Records for this exercise »

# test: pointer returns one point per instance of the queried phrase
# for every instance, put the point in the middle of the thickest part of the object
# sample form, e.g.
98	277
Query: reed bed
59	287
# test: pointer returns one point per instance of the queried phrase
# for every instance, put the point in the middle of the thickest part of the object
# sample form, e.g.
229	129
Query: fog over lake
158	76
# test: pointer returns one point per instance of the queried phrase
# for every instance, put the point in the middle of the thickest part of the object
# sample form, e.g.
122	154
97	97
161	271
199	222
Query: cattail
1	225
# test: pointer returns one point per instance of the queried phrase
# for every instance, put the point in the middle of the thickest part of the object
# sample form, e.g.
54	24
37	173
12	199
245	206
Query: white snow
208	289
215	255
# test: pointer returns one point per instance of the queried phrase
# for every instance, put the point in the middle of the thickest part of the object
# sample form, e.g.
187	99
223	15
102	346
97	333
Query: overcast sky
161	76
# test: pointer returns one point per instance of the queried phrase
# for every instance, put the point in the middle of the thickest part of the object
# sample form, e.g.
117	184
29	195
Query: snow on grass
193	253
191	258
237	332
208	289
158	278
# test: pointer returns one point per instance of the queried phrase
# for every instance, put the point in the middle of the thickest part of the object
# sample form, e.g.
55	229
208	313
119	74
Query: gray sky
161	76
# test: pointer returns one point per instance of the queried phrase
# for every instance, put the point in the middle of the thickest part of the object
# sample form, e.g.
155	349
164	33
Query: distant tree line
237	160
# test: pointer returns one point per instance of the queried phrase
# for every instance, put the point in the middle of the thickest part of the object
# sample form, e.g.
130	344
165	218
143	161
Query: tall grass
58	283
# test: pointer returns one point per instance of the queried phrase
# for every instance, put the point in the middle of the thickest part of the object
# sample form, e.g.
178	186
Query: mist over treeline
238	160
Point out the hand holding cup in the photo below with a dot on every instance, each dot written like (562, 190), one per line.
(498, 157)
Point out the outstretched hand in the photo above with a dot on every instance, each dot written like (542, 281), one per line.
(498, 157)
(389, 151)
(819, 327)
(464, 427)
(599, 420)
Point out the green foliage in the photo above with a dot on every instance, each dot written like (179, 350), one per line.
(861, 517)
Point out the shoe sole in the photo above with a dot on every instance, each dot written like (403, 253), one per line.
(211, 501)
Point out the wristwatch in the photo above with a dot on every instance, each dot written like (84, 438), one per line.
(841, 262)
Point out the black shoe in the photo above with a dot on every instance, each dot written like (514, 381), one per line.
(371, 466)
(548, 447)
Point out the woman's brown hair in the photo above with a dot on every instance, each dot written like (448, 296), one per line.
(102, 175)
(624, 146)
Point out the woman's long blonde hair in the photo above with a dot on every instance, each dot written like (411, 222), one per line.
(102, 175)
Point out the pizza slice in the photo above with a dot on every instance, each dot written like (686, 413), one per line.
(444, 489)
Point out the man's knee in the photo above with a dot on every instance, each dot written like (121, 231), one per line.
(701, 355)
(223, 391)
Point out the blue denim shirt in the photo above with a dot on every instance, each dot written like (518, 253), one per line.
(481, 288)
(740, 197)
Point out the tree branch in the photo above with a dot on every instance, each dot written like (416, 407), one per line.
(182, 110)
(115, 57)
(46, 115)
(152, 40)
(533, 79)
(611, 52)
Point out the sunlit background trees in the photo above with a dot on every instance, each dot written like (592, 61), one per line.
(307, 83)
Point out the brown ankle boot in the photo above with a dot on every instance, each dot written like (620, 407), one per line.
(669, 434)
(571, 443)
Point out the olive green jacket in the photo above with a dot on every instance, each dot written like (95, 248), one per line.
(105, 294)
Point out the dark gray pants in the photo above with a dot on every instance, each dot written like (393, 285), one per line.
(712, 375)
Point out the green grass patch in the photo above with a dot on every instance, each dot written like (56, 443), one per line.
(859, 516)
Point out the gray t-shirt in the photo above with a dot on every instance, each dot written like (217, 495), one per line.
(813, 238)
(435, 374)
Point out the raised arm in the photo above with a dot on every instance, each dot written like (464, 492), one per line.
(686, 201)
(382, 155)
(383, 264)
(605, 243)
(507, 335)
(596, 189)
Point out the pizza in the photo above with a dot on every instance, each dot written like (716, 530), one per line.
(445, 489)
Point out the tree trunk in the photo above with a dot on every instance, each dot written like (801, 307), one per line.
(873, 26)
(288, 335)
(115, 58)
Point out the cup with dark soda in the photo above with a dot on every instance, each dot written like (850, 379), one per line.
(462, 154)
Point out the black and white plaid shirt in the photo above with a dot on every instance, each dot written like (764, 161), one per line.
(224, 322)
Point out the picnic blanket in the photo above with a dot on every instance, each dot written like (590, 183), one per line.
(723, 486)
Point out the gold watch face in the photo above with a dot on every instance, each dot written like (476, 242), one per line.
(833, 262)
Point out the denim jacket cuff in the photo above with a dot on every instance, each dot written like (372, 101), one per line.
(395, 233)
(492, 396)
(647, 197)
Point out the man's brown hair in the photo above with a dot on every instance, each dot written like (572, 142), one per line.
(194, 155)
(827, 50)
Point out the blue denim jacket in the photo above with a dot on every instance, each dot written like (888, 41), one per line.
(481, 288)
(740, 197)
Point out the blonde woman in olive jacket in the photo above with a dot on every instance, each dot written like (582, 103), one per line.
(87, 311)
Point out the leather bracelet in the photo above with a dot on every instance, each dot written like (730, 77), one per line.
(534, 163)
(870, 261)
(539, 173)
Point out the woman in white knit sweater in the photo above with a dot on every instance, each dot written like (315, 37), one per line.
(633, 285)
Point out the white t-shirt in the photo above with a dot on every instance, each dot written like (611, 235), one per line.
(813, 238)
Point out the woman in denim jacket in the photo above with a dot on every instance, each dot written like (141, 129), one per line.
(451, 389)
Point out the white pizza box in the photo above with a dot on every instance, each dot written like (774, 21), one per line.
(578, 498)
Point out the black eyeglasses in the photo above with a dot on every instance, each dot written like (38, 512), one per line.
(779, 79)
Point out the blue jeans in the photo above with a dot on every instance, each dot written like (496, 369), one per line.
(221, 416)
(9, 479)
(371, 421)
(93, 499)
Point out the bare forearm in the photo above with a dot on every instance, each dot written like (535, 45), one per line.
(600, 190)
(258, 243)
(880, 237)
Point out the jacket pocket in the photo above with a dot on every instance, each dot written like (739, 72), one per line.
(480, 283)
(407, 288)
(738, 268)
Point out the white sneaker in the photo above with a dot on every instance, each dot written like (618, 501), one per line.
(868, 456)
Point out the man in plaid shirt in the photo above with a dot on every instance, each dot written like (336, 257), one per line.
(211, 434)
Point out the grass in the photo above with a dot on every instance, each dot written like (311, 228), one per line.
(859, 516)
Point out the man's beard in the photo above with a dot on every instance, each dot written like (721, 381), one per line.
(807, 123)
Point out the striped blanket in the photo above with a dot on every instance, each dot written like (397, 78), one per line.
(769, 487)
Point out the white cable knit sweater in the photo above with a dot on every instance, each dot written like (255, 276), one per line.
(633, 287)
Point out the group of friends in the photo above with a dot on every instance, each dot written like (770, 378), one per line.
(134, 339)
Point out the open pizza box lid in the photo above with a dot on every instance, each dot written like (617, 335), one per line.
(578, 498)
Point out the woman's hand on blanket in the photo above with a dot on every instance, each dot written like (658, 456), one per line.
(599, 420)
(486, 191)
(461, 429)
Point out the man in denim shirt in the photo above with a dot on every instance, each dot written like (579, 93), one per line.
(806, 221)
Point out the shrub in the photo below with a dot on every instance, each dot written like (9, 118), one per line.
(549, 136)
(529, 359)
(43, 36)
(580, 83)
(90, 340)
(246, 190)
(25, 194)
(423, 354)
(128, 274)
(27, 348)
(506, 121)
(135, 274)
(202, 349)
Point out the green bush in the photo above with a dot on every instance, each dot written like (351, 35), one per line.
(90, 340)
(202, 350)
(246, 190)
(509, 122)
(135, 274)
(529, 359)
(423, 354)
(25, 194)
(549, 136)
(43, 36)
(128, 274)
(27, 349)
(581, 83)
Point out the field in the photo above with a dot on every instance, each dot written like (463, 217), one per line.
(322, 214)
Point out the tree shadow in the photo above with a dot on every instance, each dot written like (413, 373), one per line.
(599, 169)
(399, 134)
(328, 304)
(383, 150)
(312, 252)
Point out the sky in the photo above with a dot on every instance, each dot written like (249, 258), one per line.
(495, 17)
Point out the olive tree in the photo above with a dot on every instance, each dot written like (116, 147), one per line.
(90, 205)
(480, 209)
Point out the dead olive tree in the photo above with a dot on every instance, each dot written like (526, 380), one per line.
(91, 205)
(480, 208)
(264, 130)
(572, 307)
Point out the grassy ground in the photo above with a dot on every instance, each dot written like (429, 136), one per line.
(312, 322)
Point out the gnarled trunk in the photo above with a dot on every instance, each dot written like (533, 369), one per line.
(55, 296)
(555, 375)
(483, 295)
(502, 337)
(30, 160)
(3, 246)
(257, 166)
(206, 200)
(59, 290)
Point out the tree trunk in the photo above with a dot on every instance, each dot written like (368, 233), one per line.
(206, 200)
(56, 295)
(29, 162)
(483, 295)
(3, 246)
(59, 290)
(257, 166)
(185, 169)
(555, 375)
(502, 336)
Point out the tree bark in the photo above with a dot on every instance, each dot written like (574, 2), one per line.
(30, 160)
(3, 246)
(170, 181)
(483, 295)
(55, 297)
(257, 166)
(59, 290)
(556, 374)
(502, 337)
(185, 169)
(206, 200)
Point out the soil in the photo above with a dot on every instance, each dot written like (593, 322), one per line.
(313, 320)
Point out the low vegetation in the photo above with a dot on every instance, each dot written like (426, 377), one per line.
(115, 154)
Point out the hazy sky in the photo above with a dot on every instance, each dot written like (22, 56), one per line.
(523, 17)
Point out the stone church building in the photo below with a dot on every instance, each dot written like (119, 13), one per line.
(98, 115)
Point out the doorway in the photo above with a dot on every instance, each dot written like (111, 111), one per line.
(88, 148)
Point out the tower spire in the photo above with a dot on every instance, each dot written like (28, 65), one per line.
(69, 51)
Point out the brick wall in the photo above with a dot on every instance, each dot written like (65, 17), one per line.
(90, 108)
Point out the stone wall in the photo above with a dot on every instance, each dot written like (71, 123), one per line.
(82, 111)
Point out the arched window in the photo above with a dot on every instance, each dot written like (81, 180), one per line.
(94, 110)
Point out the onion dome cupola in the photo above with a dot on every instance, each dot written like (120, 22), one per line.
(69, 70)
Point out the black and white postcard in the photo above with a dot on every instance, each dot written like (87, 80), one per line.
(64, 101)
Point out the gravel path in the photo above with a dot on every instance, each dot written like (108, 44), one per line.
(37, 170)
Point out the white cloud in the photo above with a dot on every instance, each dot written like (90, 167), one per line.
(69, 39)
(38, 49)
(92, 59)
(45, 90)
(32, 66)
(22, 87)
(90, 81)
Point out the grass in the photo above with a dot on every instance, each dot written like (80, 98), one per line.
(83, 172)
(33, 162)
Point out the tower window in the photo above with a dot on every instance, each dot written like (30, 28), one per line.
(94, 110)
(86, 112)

What you will do »
Starting with the line that contains "Point out the black and white postcard", write out each line through the end of the listing, exactly as it appears, and include nothing else.

Expected answer »
Point out the black and white postcard in the photo above with a dot on every instance, each dot written like (87, 80), one per line.
(64, 101)
Point out the gravel path in the photo above with a dot on every instance, each dot written like (108, 44), one per line.
(37, 170)
Point out the white cloud in the photo above with a dot on every instance, each dot written like (90, 167), one per line.
(69, 39)
(38, 49)
(92, 59)
(45, 90)
(32, 66)
(22, 87)
(90, 81)
Point out the grass in the photo above with a dot on every instance, each dot written like (80, 98), one per line.
(83, 172)
(33, 162)
Point out the tower window in the photo above with a dot on every instance, each dot written like (30, 28), one per line.
(94, 110)
(86, 112)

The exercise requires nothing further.